[WORK TO DO]
Rewrite in full the stretch of lines from the one containing "Tag person in straw hat in this screenshot." through the end of the lines, shifting every box coordinate value by -66.
** begin RECORDS SHOWN **
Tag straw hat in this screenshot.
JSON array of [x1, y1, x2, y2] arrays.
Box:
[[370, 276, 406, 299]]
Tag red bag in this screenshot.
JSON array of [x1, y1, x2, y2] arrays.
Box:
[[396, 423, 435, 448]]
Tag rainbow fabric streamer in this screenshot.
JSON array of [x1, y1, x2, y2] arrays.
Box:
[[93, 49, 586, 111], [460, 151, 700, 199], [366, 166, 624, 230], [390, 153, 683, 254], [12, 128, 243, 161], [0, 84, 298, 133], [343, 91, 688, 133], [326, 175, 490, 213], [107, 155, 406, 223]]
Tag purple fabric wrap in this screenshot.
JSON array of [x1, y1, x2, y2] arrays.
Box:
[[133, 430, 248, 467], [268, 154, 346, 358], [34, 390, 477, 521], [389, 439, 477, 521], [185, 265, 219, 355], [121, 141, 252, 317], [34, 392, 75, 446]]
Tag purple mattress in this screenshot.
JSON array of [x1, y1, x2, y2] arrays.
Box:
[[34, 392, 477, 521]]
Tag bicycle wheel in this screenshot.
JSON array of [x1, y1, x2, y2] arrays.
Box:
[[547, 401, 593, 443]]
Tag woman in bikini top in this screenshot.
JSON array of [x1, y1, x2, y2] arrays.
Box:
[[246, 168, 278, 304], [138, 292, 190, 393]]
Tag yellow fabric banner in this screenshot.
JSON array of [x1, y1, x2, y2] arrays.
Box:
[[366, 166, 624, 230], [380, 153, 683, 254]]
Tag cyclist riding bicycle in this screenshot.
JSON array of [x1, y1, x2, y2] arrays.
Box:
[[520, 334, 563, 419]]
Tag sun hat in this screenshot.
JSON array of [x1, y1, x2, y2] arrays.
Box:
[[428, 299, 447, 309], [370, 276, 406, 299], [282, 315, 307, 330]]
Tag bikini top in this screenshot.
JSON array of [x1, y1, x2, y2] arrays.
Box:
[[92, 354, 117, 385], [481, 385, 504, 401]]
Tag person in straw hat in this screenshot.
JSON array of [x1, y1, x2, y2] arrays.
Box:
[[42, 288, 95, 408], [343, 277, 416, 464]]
** end RECORDS SHOWN **
[TASK RESPONSE]
Tag person in straw hat in this screenshot.
JSON array of [x1, y1, x2, y2] arrays.
Box:
[[-24, 222, 29, 342], [277, 211, 350, 398]]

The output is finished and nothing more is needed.